* **FRAGMENTO**:
________

Una cinta en la que vuelven a desfilar personajes que desde su inocencia o su desolación, con sus luces y sus sombras, permanecen ajenos al mundo que les rodean, entre la incomprensión, la incomodidad y el rechazo. Espíritus libres condenados a vagar entre las sombras del tiempo sometidos por su origen, entorno y destino del que no pueden escapar quedando sólo la aceptación o la liberación definitiva aunque sea adoptando la forma de lobo cuando se cobra sentido de la realidad (tal y como ocurría en la inolvidable "Lazzaro feliz") o abrazando el recuerdo de una luz difuminada que ya no pertenece a este mundo (con Arthur vagando entre las profundidades buscando belleza pero movido en verdad por su perpetua añoranza de lo perdido).

________

* **INSTRUCCIONES DE TAREAS**:
[1] Según el fragmento, ¿qué busca Arthur mientras vaga entre las profundidades?
[2] ¿Puedes actualizar las filas que van desde la que contiene "Point out the skin" hasta la que contiene "Point out the eyelash", ambas incluidas, sustituyendo "Point out" por "Indicate" y dejando todo lo demás igual?

[Entradas del conjunto de datos]
________

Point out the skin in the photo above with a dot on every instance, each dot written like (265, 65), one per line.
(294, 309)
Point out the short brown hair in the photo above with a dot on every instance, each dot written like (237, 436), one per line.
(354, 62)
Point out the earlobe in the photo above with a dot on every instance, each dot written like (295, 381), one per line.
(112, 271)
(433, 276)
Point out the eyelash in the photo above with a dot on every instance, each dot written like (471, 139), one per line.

________

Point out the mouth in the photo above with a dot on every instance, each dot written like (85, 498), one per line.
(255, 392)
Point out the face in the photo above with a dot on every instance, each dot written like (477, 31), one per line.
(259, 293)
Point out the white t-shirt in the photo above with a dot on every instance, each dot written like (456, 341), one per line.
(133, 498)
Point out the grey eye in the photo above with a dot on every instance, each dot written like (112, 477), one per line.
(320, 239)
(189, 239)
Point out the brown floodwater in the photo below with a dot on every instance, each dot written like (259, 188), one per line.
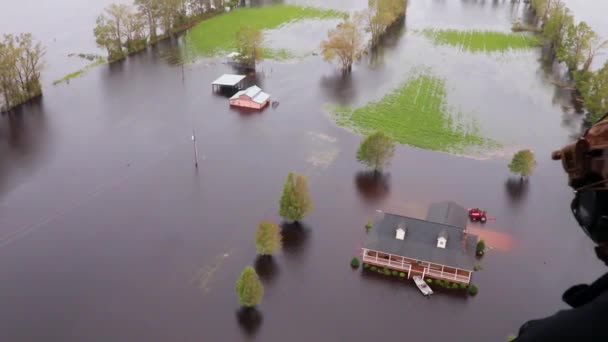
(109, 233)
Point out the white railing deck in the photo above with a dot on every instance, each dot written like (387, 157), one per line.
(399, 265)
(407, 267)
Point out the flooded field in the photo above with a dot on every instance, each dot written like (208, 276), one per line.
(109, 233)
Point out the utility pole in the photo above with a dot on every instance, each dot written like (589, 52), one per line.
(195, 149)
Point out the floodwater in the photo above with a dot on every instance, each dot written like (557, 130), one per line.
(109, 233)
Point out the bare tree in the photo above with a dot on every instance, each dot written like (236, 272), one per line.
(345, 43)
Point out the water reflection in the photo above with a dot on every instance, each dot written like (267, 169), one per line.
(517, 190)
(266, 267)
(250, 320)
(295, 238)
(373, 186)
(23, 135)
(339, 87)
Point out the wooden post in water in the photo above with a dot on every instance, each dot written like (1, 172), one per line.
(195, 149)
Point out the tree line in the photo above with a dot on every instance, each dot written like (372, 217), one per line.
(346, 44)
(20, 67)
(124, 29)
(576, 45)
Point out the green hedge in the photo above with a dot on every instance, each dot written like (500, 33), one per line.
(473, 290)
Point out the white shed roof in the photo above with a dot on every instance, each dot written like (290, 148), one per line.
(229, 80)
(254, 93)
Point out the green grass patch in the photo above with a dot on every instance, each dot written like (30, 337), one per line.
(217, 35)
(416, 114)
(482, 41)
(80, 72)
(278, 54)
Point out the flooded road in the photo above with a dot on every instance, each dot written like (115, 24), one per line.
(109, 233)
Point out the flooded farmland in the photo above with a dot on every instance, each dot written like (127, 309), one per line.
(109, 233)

________

* **RESPUESTAS DEL EJERCICIO**:
[1] Busca belleza.

[2]
Indicate the skin in the photo above with a dot on every instance, each dot written like (265, 65), one per line.
(294, 309)
Indicate the short brown hair in the photo above with a dot on every instance, each dot written like (237, 436), one per line.
(354, 62)
Indicate the earlobe in the photo above with a dot on every instance, each dot written like (295, 381), one per line.
(112, 271)
(433, 276)
Indicate the eyelash in the photo above with a dot on every instance, each dot written like (471, 139), one per line.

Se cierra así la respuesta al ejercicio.